Top of Extracted text

Feel You Always Have Too Much To Do?

Are you tired of sleepless nights, unproductive feelings of stress and anxiety, relationships constantly under duress, and not being yourself at the top of your game?

One of my earlier BLOGS pointed to the Tyranny of the Urgent and the importance of setting priorities in order to be happy, productive, and successful.

Why is it we have time to do things over, but not time to do them right the first time?


Most of us are overwhelmed with too much to do. Our days are filled with a never-ending avalanche that buries us under a mountain of activities and unfinished business. It’s important to accept this is a life we choose to live.

We may consider and even attempt to be more responsible about how we use our time, but we keep falling short. The question we need to resolve is, “Do we want to prevent being overwhelmed or do we want to continue to try to keep up?”

First, consider each of us has our technical area of competence. Set your foolish pride aside and accept you need the help of others. By trying to be in control of everything, you essentially control nothing. Paradoxically, by giving up control, you gain flow and wisdom that comes from support and peace. You simply need to learn to trust others who have proven themselves to be trustworthy.

Having the ability to get things done through others can be difficult but is critical to our success.

Raise your hand if you have ever been to a training session on how to get things done through other people. Most of us are lacking in our soft skills training and experience especially effective communications or critical thinking.

Bottom of Extracted text
Top of Dataset records

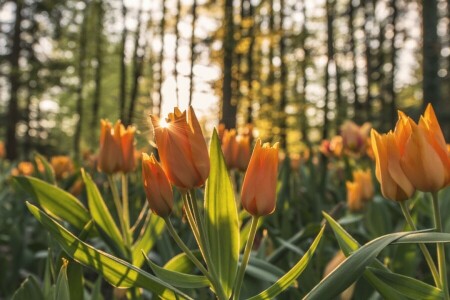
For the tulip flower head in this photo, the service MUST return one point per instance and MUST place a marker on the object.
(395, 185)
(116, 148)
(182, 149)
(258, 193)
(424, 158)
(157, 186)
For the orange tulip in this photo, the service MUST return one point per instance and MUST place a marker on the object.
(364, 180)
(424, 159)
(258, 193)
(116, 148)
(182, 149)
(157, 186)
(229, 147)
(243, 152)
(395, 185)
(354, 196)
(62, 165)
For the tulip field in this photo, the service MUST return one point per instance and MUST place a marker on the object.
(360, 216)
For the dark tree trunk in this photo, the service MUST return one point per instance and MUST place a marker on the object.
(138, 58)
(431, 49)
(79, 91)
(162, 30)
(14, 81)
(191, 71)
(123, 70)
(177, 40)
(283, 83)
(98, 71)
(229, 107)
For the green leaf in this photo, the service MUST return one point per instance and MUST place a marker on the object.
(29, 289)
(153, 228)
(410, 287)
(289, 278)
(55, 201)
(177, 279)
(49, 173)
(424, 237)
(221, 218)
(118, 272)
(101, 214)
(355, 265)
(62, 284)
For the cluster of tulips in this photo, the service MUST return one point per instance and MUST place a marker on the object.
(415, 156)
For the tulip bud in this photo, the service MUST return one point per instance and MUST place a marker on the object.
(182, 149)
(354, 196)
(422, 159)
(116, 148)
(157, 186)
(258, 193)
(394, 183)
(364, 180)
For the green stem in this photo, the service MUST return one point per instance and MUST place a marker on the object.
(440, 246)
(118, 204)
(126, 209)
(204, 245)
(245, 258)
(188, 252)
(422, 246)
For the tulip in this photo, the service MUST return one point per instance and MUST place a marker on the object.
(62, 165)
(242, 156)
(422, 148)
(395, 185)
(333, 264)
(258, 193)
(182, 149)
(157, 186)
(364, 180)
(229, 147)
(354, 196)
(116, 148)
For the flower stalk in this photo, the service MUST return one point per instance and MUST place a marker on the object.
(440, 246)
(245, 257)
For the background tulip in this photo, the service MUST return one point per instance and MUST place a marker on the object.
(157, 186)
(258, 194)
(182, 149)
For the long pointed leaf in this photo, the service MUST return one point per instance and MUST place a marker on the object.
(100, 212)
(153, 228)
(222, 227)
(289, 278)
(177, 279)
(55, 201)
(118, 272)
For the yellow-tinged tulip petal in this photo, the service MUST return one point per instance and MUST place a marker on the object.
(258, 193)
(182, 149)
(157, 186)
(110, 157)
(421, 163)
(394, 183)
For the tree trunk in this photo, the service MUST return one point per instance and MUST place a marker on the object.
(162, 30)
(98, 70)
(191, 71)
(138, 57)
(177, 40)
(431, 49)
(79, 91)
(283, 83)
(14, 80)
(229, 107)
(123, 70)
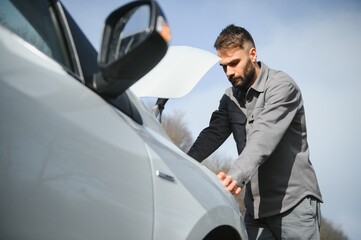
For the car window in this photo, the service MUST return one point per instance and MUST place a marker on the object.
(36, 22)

Bottom of Dataset records
Top of Dataset records

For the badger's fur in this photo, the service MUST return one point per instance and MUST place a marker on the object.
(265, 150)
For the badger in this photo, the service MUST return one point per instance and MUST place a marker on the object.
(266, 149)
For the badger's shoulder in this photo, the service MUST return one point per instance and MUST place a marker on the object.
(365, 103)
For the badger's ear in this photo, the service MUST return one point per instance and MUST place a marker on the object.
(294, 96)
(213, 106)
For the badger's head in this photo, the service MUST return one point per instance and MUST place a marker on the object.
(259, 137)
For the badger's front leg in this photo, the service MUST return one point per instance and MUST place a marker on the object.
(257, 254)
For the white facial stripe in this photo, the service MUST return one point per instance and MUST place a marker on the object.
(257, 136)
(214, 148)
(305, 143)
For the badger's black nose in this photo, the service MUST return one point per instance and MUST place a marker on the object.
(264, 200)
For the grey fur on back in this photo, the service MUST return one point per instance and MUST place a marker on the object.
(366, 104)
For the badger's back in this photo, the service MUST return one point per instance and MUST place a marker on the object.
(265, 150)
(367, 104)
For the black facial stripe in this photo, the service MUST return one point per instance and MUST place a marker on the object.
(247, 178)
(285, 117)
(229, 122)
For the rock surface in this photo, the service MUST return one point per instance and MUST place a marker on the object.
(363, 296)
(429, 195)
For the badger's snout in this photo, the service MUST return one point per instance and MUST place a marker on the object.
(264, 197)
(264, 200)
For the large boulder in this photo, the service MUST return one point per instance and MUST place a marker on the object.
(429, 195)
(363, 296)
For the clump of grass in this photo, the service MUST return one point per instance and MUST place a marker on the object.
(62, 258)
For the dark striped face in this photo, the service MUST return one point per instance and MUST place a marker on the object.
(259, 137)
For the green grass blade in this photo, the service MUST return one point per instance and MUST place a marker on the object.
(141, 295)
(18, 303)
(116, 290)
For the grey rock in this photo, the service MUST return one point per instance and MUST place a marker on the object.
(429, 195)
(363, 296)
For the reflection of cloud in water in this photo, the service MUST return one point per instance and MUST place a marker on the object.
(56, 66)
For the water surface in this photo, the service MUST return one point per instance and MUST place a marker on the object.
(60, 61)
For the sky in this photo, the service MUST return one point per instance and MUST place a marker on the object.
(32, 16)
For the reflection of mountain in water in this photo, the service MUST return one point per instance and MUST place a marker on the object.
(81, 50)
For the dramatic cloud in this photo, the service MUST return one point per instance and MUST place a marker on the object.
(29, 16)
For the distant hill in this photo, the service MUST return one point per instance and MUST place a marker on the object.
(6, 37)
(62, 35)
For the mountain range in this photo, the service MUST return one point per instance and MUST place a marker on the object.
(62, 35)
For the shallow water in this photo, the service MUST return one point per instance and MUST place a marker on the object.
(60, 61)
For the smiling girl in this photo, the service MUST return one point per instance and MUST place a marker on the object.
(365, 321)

Bottom of Dataset records
Top of Dataset records

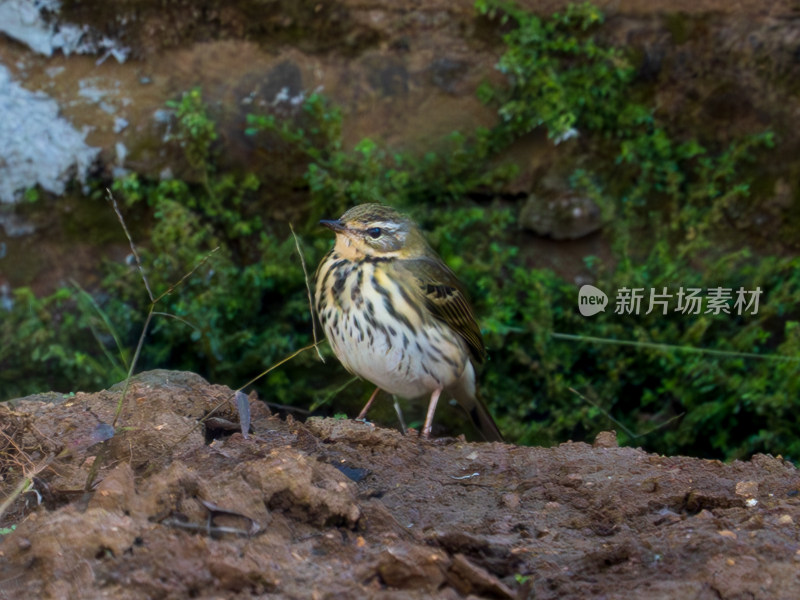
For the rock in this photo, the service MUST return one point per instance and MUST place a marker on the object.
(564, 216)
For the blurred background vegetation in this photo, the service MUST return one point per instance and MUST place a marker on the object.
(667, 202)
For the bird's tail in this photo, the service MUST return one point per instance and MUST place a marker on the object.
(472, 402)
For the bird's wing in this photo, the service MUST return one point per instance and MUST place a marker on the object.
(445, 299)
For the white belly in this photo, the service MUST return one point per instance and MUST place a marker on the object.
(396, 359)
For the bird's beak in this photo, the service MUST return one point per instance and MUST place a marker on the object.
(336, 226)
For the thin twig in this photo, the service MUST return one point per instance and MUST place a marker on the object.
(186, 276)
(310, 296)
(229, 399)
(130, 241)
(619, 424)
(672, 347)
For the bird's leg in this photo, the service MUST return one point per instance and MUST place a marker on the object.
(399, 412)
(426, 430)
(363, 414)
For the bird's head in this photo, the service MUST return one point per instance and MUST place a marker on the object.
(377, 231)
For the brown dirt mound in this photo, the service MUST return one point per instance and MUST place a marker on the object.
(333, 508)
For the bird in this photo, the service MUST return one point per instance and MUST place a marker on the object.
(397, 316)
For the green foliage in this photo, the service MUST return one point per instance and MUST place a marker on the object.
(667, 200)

Bottom of Dataset records

**Exercise tasks**:
1. In the article on having too much to do, what ability is called critical to our success?
2. Duplicate the part of the article on having too much to do that runs from "One of my earlier" up to and including "productive, and successful.".

**Answers for the exercise**:
1. The ability to get things done through others.

2.
One of my earlier BLOGS pointed to the Tyranny of the Urgent and the importance of setting priorities in order to be happy, productive, and successful.